Each line of the data below either holds "grass" or does not. Report how many do, and only that.

### Entries provided ###

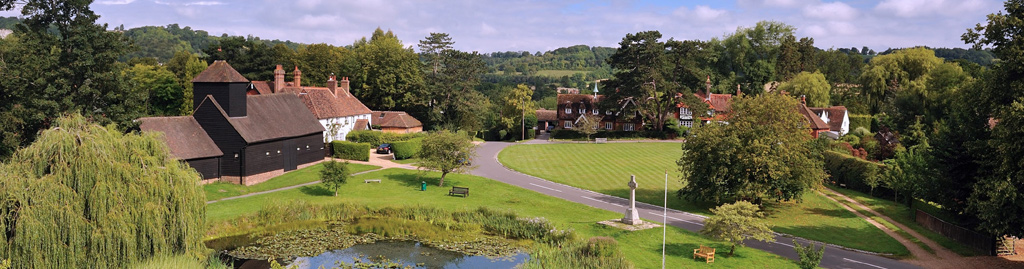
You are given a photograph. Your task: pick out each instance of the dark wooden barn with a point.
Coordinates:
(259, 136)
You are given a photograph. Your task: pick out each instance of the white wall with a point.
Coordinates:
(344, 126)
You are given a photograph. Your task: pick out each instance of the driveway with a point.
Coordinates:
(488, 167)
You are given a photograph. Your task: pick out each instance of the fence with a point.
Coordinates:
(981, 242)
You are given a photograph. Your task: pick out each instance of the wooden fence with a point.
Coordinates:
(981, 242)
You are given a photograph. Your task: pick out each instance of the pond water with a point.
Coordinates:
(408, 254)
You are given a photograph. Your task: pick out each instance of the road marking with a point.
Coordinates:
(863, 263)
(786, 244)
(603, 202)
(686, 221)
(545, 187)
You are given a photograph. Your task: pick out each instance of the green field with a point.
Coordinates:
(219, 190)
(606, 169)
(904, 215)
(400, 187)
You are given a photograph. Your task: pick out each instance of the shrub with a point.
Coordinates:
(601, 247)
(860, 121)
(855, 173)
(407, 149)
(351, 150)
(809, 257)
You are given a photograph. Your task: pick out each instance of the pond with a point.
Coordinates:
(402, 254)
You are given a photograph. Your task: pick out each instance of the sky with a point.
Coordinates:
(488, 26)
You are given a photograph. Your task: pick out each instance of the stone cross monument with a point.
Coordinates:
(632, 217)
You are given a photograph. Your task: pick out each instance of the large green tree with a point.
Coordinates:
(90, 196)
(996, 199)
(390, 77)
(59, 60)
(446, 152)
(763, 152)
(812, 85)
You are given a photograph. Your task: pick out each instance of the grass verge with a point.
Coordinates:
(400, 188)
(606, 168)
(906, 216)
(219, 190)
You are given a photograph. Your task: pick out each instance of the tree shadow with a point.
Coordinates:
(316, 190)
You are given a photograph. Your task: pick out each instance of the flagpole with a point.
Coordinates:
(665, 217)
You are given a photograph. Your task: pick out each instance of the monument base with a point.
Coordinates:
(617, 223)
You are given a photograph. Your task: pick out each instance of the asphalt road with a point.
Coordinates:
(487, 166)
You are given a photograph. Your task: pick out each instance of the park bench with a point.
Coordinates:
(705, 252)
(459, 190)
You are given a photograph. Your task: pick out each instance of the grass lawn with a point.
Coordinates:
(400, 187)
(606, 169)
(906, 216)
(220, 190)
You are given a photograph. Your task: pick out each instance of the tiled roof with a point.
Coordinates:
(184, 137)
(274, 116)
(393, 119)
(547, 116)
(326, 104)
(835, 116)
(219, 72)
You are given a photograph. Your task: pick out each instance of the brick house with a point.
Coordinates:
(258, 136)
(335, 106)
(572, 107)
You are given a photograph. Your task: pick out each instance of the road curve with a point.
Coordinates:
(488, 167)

###
### Entries provided ###

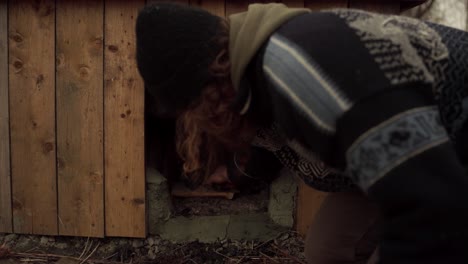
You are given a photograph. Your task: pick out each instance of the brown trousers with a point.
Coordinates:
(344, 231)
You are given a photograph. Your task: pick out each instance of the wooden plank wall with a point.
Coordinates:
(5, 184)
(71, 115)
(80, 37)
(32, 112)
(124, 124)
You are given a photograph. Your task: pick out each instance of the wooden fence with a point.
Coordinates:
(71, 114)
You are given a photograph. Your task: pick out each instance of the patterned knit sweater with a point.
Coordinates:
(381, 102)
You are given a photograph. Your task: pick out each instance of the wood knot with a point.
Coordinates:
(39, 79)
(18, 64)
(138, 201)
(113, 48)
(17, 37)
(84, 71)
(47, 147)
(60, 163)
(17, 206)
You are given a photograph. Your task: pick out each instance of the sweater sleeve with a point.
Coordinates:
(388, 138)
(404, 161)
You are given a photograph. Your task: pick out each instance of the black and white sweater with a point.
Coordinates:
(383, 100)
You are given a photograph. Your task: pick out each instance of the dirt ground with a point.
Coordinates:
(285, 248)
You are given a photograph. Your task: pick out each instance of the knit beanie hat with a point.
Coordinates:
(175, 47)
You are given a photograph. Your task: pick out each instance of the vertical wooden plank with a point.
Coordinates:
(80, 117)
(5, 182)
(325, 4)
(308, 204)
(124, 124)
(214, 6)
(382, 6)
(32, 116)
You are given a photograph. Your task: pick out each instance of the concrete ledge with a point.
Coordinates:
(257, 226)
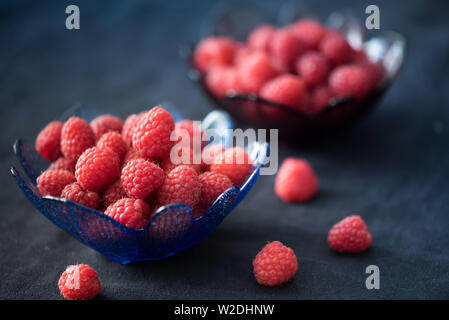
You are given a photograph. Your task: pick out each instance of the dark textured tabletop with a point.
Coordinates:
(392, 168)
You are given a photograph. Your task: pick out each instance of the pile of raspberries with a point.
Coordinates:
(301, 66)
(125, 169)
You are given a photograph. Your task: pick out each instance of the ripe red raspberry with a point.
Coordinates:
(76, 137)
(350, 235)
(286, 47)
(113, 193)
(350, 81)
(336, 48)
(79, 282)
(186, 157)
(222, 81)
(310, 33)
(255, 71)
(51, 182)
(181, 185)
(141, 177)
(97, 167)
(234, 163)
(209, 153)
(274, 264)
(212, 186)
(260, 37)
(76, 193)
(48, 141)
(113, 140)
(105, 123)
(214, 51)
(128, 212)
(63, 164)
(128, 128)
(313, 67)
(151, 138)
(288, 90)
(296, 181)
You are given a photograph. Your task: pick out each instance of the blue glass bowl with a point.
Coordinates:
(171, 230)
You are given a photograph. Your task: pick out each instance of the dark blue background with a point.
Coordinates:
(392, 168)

###

▶ **Answer to the problem**: 2